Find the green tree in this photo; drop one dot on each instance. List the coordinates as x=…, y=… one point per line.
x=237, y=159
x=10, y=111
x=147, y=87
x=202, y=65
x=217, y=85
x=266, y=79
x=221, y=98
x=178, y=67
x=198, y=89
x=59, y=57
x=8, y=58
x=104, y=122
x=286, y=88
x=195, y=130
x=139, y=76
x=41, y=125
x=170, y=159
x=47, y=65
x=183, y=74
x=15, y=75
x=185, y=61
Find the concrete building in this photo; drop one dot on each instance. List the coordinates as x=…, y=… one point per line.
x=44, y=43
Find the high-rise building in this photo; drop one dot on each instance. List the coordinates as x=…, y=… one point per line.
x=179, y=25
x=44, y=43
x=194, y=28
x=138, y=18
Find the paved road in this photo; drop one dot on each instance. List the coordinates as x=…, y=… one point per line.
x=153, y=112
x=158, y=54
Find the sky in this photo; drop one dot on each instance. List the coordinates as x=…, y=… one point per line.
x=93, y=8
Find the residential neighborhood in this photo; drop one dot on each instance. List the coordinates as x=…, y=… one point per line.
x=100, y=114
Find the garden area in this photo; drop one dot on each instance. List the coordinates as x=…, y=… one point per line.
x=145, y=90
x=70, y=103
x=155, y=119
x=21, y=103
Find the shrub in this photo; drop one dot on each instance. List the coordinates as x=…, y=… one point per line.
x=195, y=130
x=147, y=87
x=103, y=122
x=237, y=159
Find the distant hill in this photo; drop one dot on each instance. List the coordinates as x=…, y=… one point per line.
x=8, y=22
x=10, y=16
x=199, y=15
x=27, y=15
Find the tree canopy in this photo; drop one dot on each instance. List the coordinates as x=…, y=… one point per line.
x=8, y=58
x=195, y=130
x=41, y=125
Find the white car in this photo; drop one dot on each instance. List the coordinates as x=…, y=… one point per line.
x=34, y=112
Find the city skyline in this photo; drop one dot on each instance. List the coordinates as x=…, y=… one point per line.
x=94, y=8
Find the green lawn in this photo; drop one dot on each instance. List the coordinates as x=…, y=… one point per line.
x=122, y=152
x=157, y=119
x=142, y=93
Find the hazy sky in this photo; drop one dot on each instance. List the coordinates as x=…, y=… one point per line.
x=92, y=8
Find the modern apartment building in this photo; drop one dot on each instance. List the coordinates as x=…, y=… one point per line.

▶ **Request**
Rewrite the stretch from the start of the records through the line containing "x=185, y=61", swapping "green tree" for "leafy tree" and leaving everything else unchanged. Give only those lines.

▶ **Task response**
Find the leafy tree in this photo; drop one dot on each instance. List the coordinates as x=…, y=… one point per line.
x=237, y=159
x=10, y=111
x=147, y=87
x=202, y=65
x=217, y=85
x=266, y=79
x=221, y=98
x=178, y=67
x=198, y=89
x=59, y=57
x=8, y=58
x=104, y=122
x=286, y=88
x=195, y=130
x=139, y=76
x=41, y=125
x=170, y=159
x=47, y=65
x=183, y=74
x=15, y=75
x=185, y=61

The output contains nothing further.